Extract provided:
*-*-*

1. Forward prediction at the true grid concentration \(x_0\): \[ \mu_s = f(x_0;\, \boldsymbol{\theta}_s) \]

2. Inject observation noise from the posterior predictive distribution: \[ y_s^* = \mu_s + \sigma_{\text{obs},s} \cdot t_s, \quad t_s \sim \text{Student-}t(\nu_s) \]

3. Back-calculate concentration from the noisy response: \[ x_s^* = f^{-1}(y_s^*;\, \boldsymbol{\theta}_s) \]

The pcov is then the posterior standard deviation of the back-calculated concentrations, converted to percent CV: \[ \text{pcov}(x_0) = 100 \times \ln(10) \times \text{SD}(x_1^*, \ldots, x_S^*). \]

The pcov_rmse in the Bayesian setting is the relative RMSE of the back-calculated draws about the true concentration: \[ \text{pcov\_rmse}(x_0) = 100 \times \ln(10) \times \sqrt{\frac{1}{S}\sum_{s=1}^S (x_s^* - x_0)^2}. \]

Key distinction for test samples: When back-calculating concentrations for test samples (as opposed to the standard grid), the observed response \(y^*\) is already a noisy measurement. Therefore, predict_samples_bayes() does not inject additional noise: it applies the inverse function \(f^{-1}(y^*;\, \boldsymbol{\theta}_s)\) directly to the observed response at each draw. The result is a posterior distribution of plausible concentrations consistent with that observed response under all credible curve shapes.

# --- Model colour / line-type conventions (used throughout) ---
model_cols <- c(logistic4   = "steelblue",   logistic5  = "darkorange",
                gompertz4   = "forestgreen", loglogistic5 = "purple")
model_ltys <- c(logistic4   = 1, logistic5 = 2,
                gompertz4   = 3, loglogistic5 = 4)

*-*-*

Data for this task:
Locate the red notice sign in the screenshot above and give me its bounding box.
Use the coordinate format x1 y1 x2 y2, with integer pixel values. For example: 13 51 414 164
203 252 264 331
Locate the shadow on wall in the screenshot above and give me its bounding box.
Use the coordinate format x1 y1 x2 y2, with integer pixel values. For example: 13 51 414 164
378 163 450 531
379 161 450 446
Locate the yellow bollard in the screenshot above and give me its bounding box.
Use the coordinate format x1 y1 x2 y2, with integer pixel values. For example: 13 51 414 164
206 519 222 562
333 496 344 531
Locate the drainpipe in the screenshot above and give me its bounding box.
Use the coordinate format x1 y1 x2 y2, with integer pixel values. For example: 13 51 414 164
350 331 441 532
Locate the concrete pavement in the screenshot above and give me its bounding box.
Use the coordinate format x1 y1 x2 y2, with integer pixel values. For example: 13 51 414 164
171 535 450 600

*-*-*

Problems and tasks:
[1] Quote the passage of the excerpt on back-calculating concentrations starting at "Key distinction for" and ending at "credible curve shapes.".
[2] Put the lines of the records starting at the line containing "Locate the yellow" and ending at the line containing "350 331 441 532" into a JSON list of strings, one string per line, with blank lines left out.
The text and the records have nothing to do with each other.

Solution list:
[1]
Key distinction for test samples: When back-calculating concentrations for test samples (as opposed to the standard grid), the observed response \(y^*\) is already a noisy measurement. Therefore, predict_samples_bayes() does not inject additional noise: it applies the inverse function \(f^{-1}(y^*;\, \boldsymbol{\theta}_s)\) directly to the observed response at each draw. The result is a posterior distribution of plausible concentrations consistent with that observed response under all credible curve shapes.

[2]
[
  "Locate the yellow bollard in the screenshot above and give me its bounding box.",
  "Use the coordinate format x1 y1 x2 y2, with integer pixel values. For example: 13 51 414 164",
  "206 519 222 562",
  "333 496 344 531",
  "Locate the drainpipe in the screenshot above and give me its bounding box.",
  "Use the coordinate format x1 y1 x2 y2, with integer pixel values. For example: 13 51 414 164",
  "350 331 441 532"
]